------ RAW RECORDS

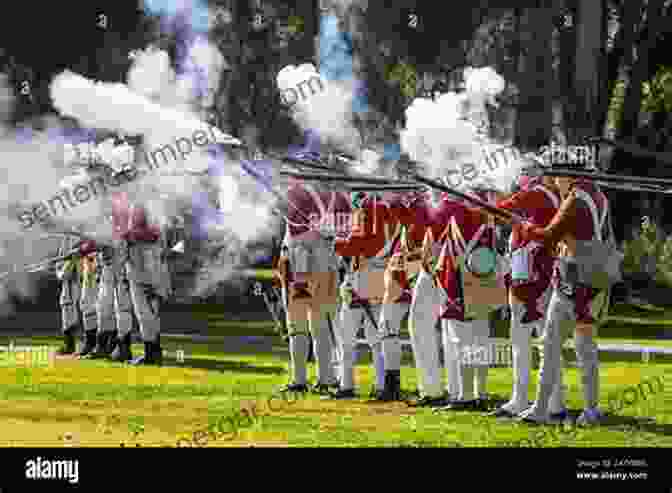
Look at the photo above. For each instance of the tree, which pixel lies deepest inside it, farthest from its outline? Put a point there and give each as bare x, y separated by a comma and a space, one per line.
534, 116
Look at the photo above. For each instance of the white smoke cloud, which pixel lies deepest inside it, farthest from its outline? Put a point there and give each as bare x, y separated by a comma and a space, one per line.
326, 110
447, 135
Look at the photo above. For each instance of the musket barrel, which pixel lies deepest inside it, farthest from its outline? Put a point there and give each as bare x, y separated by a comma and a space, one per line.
606, 177
481, 204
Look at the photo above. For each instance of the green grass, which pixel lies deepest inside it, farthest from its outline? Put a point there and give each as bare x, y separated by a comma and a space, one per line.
93, 403
97, 403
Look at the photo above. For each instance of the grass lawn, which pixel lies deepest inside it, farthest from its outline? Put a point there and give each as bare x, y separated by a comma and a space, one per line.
94, 403
89, 403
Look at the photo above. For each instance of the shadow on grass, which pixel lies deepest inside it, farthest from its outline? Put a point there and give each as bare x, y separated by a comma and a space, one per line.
642, 424
225, 366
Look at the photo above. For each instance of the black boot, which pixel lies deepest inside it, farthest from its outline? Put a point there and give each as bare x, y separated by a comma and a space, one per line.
122, 353
102, 346
392, 389
89, 343
69, 345
112, 343
153, 354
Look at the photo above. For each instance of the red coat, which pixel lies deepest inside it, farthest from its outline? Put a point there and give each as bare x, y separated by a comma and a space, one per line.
469, 222
573, 219
373, 225
538, 204
313, 208
130, 221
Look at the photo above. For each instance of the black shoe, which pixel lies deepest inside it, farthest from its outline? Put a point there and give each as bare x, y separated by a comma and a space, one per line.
69, 344
122, 353
501, 412
429, 402
112, 343
342, 394
374, 392
89, 343
457, 405
153, 354
324, 388
102, 345
392, 390
294, 387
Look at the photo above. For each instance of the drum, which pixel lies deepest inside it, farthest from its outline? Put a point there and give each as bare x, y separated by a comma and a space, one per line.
482, 262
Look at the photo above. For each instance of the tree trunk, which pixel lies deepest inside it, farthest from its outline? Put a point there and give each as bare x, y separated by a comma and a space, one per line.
640, 71
534, 113
622, 52
589, 52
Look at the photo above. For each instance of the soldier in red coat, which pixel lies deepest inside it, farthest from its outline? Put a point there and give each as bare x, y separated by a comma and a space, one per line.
581, 217
466, 273
141, 257
431, 222
409, 211
363, 290
316, 216
529, 288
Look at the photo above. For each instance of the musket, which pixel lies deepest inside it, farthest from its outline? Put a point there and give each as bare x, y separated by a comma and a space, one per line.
45, 264
350, 178
600, 177
635, 150
490, 209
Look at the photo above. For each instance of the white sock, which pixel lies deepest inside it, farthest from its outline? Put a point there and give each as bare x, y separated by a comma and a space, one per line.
298, 350
378, 364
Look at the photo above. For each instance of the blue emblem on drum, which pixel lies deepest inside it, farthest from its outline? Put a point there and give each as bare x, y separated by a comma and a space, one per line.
482, 262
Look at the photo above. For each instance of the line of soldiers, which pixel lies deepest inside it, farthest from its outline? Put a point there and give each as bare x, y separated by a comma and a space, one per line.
105, 289
441, 265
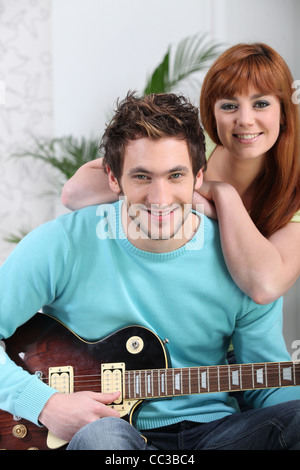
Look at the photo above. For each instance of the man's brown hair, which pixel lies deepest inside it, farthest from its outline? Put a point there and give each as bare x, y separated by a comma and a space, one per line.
154, 116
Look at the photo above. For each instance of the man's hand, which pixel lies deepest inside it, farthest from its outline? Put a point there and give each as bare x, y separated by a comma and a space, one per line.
65, 414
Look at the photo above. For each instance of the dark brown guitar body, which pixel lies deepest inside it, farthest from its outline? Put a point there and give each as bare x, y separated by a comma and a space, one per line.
45, 343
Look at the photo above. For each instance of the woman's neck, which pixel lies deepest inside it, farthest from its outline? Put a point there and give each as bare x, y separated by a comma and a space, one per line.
241, 174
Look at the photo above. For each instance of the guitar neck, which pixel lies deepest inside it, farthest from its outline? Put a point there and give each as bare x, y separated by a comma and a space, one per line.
159, 383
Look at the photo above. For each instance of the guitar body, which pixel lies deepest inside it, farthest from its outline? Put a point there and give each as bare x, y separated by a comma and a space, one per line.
44, 343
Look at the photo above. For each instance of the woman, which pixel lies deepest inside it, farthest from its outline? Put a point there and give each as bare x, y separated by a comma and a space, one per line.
252, 181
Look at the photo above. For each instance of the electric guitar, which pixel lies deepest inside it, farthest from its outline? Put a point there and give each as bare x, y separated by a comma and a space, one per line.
133, 360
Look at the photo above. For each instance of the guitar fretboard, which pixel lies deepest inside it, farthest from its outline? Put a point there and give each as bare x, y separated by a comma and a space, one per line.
143, 384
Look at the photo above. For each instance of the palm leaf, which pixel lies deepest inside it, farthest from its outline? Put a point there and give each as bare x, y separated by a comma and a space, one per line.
66, 154
193, 54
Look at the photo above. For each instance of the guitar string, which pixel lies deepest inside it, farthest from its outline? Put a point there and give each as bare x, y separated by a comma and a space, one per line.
167, 376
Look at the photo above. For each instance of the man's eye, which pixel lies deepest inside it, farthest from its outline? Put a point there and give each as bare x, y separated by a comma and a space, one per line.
176, 175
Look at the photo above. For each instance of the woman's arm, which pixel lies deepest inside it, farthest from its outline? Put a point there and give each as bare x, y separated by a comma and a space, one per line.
89, 186
263, 268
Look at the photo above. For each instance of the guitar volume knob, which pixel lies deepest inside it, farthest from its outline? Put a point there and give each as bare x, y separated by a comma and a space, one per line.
19, 431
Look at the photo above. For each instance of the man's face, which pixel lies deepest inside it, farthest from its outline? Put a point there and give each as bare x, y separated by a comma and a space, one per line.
158, 183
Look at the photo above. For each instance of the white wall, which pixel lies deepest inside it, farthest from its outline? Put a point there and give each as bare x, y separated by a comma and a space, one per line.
65, 62
101, 49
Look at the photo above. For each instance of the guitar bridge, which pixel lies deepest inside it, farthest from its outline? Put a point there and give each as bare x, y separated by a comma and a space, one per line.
62, 379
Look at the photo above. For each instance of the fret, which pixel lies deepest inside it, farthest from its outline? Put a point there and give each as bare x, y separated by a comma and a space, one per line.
142, 384
194, 380
241, 378
234, 377
273, 378
286, 374
224, 378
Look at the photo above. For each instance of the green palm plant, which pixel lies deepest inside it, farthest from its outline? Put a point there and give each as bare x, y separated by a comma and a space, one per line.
193, 54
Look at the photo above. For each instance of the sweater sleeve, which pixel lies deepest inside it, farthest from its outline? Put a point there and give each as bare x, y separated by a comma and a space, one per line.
30, 278
258, 338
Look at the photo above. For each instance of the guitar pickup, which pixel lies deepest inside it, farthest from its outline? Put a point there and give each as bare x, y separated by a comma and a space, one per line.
112, 379
62, 379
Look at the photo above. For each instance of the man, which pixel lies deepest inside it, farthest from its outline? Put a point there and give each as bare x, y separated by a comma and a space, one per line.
147, 260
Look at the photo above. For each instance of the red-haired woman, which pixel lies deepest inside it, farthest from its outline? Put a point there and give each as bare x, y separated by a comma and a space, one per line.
252, 181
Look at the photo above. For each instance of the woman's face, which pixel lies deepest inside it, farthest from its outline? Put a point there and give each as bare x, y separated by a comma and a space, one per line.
248, 125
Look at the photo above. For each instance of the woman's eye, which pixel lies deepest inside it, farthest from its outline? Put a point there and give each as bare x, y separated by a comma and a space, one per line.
228, 106
261, 104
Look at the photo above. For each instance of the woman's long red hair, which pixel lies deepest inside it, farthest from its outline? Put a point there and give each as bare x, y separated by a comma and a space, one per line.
277, 195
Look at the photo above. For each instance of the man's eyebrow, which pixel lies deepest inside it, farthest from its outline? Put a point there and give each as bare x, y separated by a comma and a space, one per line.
141, 169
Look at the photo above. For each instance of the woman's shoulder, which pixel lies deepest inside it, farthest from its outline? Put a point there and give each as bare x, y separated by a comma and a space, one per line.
210, 146
296, 217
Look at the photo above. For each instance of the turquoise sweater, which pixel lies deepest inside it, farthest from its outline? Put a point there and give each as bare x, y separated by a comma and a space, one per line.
81, 269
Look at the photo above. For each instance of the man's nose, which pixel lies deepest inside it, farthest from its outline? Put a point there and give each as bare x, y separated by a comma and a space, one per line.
160, 193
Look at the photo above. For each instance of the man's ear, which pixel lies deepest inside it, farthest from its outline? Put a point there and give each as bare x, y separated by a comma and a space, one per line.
199, 179
113, 182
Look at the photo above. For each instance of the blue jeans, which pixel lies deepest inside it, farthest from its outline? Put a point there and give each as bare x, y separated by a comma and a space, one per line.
275, 427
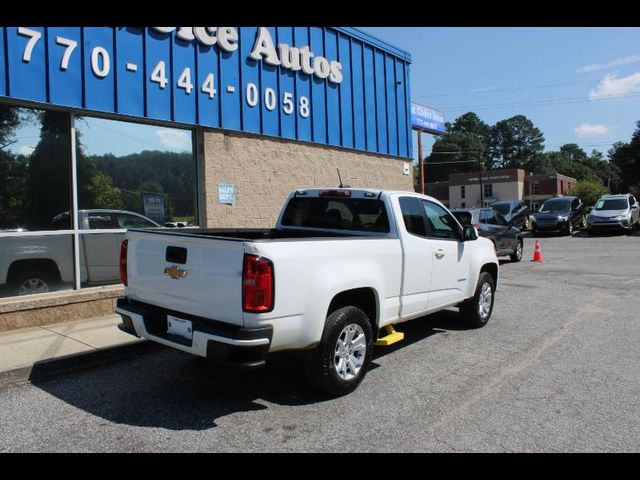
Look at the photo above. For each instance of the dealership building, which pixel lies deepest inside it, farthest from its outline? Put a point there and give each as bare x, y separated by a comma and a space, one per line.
465, 190
108, 128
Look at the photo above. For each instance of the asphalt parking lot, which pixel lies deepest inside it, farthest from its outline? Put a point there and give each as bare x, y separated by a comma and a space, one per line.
556, 369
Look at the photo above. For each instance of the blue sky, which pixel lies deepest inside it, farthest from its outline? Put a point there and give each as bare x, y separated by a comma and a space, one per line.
565, 80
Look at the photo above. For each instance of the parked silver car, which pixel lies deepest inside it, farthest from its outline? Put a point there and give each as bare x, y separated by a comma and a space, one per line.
614, 212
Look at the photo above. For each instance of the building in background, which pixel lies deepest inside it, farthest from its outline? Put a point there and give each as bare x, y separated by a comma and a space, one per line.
470, 190
210, 126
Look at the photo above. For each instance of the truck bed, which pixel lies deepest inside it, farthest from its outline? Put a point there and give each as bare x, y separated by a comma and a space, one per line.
255, 234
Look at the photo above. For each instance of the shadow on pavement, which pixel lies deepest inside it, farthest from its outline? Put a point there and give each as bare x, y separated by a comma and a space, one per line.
173, 390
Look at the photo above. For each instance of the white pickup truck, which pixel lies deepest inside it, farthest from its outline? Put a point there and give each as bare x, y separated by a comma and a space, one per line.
341, 267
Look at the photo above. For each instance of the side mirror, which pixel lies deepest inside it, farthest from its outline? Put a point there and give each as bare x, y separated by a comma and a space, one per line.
469, 233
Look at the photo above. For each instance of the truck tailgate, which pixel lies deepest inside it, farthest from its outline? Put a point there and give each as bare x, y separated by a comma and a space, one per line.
208, 284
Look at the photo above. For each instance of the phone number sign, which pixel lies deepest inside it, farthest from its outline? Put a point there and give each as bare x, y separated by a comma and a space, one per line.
307, 83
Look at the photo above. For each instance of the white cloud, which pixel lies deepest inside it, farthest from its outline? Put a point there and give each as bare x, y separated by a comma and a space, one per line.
174, 138
26, 150
588, 130
613, 86
614, 63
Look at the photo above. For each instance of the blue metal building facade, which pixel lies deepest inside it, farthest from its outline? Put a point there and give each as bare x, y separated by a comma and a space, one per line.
140, 72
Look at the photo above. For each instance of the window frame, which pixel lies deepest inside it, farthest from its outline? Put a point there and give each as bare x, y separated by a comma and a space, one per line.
76, 230
457, 230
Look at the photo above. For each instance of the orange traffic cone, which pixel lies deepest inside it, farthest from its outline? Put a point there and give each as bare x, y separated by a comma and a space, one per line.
537, 256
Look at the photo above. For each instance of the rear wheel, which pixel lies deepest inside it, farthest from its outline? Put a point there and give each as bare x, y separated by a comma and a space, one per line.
476, 311
340, 362
516, 256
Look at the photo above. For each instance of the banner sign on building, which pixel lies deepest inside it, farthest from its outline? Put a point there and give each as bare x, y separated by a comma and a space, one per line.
329, 85
427, 119
154, 207
226, 193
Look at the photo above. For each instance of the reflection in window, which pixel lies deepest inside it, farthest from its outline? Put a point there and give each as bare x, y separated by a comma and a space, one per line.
129, 176
35, 169
136, 168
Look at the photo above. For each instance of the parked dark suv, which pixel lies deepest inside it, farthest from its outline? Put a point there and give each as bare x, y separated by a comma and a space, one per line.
506, 238
560, 214
514, 211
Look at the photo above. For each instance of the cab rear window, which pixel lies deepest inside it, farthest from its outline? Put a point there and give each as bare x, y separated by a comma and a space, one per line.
337, 214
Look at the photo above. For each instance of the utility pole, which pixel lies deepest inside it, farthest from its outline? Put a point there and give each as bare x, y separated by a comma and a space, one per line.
420, 163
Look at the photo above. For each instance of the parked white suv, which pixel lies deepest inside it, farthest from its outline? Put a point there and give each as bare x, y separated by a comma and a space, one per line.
32, 263
614, 212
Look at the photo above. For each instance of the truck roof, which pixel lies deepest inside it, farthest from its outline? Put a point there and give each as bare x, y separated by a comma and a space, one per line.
377, 192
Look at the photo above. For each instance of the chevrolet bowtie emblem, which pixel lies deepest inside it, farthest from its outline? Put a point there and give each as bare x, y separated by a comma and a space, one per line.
175, 272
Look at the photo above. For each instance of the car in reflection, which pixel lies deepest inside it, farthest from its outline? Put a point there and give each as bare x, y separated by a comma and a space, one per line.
560, 214
613, 212
34, 263
506, 238
514, 211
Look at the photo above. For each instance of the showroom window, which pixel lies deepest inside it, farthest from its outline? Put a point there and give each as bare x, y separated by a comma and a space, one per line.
128, 175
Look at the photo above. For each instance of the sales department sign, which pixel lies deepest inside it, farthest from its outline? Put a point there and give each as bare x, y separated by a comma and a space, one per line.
335, 86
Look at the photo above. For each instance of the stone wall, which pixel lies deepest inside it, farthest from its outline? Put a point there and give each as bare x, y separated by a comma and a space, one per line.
265, 170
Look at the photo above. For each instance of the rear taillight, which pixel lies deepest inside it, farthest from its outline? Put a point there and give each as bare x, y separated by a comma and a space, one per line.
335, 193
123, 261
257, 284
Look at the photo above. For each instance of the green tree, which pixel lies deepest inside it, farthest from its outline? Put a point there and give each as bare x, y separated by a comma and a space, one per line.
515, 143
461, 151
589, 191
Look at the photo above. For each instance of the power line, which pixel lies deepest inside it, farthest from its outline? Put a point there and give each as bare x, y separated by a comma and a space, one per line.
555, 101
529, 87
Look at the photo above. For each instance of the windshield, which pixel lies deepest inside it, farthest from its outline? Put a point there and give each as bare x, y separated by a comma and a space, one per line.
612, 204
463, 217
555, 207
501, 208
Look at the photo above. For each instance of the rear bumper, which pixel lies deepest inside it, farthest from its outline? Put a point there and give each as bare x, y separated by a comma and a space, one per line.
549, 227
241, 347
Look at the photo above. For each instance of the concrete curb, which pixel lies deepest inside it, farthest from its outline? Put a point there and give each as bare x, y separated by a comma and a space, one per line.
49, 369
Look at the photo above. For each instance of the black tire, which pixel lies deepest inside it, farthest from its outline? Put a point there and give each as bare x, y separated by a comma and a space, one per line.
569, 229
516, 256
32, 281
469, 310
321, 370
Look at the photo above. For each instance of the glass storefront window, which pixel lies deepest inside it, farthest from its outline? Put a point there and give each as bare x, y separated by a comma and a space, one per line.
129, 176
35, 189
35, 168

------------

- WORK TO COMPLETE
Convert everything from the line containing "rear bumper, which" down to the end of the items into a numbered list with one line per entry, leaving out any blank lines.

- COMPLETED EXERCISE
1. Look at the photo above. For each instance of the rear bumper, which pixel lies deepest inside it, farthest from its outline? Put a point there and give each as bare x, y separated by a comma and a space, one per line.
2. 549, 227
3. 241, 347
4. Look at the photo above. For each instance of the concrete curb, which pixel lies deepest inside it, farthest from its outline? Put a point there and give each as bare x, y separated by a comma and a space, one per line.
5. 49, 369
6. Look at the photo above. For each instance of the black tire, which pixel lies deepest inside it, farthest from its outline? Put a point there and give each as bare x, y separated by a comma and a space, one per line.
7. 569, 229
8. 516, 256
9. 32, 281
10. 469, 310
11. 321, 370
12. Look at the photo above. For each instance of the glass storefront window, which pixel lies deepest inside it, farthest from its outline? Put a point there and give each as bare x, y separated by a comma and a space, one per line.
13. 129, 176
14. 35, 189
15. 35, 168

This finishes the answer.